Image point annotation entries:
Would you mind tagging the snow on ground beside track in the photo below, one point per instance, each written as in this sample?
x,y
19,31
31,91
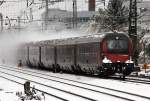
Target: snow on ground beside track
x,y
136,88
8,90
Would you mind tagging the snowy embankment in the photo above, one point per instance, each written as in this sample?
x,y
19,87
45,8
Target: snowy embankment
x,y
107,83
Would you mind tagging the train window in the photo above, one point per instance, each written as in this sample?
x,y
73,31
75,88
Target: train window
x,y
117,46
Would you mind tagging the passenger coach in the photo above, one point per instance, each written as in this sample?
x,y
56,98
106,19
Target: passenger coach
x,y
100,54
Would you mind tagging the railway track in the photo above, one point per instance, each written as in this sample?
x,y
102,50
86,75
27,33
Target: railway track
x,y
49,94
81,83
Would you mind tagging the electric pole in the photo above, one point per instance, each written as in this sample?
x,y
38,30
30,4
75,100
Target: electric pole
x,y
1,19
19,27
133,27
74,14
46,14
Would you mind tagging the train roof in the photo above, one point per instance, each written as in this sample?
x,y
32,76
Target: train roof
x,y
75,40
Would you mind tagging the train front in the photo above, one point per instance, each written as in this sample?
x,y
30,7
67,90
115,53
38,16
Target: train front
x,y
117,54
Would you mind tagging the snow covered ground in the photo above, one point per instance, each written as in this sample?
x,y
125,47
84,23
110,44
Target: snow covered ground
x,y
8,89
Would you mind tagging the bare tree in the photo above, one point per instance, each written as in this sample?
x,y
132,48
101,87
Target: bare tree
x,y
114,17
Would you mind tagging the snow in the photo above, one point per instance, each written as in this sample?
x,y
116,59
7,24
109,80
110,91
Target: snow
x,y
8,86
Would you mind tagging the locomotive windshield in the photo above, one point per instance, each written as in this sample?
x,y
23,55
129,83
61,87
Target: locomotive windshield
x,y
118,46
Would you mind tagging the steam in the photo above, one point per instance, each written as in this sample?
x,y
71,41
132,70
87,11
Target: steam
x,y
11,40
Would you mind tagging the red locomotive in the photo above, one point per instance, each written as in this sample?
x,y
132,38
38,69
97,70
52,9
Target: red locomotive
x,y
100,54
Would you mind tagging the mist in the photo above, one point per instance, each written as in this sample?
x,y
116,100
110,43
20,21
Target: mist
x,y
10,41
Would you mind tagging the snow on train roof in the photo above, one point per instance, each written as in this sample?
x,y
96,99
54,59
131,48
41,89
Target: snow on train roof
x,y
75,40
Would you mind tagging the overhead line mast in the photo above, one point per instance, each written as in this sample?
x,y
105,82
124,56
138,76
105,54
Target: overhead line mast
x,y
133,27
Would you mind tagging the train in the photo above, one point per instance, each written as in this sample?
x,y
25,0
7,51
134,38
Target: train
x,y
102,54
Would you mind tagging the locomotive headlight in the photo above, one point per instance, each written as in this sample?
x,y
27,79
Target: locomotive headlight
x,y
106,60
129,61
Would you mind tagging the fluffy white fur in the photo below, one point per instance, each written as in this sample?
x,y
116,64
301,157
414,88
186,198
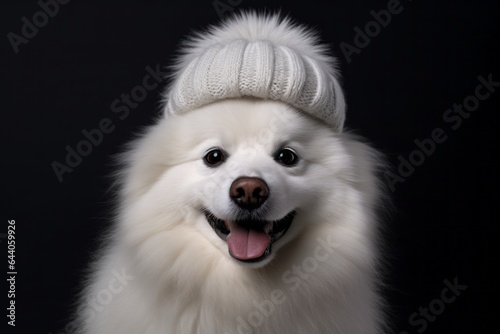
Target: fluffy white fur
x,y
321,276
...
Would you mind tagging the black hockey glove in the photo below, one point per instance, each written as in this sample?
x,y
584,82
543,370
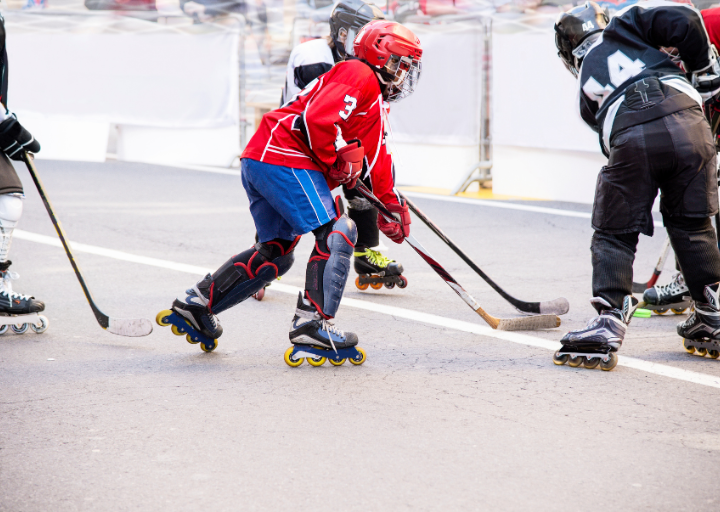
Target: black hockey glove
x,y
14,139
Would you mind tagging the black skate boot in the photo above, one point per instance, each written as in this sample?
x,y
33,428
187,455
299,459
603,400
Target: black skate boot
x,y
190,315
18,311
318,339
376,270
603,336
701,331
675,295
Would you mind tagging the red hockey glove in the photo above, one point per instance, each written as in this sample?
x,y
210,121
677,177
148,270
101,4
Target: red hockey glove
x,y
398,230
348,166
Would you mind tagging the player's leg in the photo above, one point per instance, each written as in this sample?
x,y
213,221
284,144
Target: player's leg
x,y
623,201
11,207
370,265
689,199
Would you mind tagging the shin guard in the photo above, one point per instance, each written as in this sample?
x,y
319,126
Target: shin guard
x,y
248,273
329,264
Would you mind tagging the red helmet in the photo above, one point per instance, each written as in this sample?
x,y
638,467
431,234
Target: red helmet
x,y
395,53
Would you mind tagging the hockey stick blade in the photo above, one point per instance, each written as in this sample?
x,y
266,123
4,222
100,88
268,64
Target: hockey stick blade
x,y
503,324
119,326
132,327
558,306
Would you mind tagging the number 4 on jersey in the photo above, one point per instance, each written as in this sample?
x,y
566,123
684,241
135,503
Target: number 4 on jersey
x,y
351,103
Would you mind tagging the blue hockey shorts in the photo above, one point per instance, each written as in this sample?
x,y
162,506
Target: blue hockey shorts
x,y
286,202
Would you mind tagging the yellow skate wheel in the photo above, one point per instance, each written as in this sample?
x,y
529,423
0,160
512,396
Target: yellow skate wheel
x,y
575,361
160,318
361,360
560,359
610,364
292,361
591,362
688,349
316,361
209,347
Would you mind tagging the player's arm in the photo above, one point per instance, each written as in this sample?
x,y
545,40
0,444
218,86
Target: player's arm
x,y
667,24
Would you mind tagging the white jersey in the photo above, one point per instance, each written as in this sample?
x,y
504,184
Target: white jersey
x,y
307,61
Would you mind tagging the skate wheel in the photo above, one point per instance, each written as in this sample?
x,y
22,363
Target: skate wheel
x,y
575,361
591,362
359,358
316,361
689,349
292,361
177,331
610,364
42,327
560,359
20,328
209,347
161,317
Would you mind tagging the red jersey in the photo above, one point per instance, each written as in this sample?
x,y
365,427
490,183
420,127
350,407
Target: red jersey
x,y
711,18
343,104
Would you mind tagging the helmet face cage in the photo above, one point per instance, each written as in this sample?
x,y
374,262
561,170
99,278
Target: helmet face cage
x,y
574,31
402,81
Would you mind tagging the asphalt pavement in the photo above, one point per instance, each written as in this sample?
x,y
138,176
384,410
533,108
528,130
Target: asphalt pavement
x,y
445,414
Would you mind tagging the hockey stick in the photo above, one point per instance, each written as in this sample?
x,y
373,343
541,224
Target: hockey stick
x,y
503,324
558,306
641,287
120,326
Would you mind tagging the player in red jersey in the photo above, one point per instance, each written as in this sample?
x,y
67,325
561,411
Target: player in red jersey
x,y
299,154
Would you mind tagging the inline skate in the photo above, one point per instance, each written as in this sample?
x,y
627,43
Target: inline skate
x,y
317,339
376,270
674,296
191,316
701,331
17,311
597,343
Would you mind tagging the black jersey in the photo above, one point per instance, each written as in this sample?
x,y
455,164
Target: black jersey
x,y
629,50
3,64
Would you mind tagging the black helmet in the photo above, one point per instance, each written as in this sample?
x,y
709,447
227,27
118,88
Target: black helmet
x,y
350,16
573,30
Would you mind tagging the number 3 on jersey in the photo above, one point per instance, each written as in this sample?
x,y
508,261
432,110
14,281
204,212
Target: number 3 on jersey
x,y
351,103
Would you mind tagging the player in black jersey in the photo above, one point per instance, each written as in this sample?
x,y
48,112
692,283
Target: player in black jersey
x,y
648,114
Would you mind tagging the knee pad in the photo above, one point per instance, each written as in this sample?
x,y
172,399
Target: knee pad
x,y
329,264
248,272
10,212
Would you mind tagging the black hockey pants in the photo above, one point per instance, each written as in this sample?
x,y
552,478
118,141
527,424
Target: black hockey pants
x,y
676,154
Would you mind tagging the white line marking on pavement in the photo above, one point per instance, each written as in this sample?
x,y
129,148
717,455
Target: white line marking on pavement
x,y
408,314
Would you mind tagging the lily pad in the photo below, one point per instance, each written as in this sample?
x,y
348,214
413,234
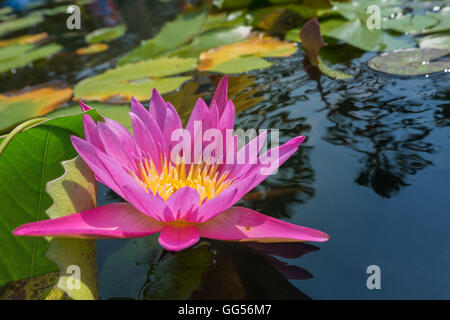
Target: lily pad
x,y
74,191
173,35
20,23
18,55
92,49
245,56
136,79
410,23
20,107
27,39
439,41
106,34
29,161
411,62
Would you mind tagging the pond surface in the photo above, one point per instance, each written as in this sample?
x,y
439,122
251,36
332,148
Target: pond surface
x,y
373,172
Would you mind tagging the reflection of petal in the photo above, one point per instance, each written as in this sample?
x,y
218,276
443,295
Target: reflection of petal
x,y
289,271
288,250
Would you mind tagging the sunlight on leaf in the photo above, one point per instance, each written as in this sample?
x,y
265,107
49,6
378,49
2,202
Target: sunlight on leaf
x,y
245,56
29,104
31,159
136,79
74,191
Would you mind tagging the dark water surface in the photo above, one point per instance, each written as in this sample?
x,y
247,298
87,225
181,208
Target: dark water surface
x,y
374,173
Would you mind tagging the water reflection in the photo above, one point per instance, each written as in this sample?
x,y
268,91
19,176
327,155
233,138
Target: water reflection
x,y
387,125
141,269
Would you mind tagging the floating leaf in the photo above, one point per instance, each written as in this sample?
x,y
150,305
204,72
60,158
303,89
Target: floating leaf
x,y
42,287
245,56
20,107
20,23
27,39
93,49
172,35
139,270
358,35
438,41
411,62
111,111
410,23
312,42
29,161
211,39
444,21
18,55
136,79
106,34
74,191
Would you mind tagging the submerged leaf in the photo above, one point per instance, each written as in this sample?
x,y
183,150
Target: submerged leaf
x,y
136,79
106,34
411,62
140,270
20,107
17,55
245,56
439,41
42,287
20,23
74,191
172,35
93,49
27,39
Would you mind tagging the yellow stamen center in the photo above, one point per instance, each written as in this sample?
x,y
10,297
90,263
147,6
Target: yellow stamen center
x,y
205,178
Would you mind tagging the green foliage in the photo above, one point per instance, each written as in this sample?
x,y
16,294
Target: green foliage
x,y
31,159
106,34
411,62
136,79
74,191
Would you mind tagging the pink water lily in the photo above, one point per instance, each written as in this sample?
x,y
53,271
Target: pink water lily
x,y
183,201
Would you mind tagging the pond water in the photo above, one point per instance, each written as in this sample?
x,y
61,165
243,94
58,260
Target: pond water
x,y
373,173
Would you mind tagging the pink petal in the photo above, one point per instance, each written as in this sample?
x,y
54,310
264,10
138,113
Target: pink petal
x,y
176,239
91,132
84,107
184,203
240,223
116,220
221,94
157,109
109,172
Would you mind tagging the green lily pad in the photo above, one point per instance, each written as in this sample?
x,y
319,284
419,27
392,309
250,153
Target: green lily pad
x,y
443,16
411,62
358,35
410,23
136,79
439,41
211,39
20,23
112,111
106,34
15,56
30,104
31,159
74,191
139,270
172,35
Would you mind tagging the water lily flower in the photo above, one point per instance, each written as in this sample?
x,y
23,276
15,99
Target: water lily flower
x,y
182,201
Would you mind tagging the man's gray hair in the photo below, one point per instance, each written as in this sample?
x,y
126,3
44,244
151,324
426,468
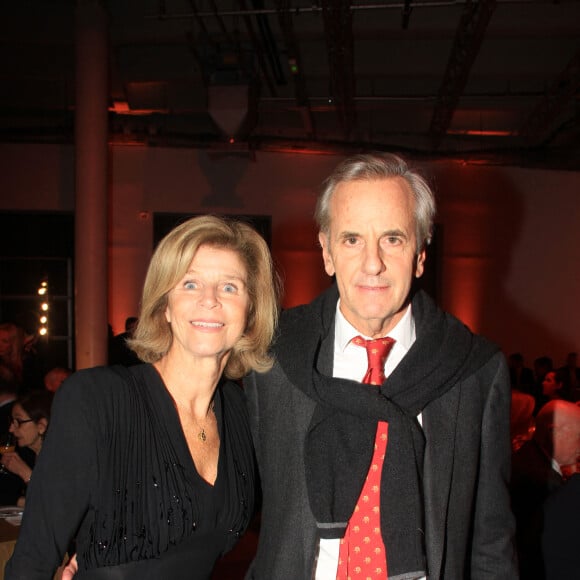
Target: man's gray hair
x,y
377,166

WHAT THE TASK ASKS: Find every line in the items above that contains the word "covered", and copy each of those lines out in full.

THE REPLY:
Would you mind tagging the snow covered ground in the photo above, one point per instance, each written as in this sample?
Target: snow covered ground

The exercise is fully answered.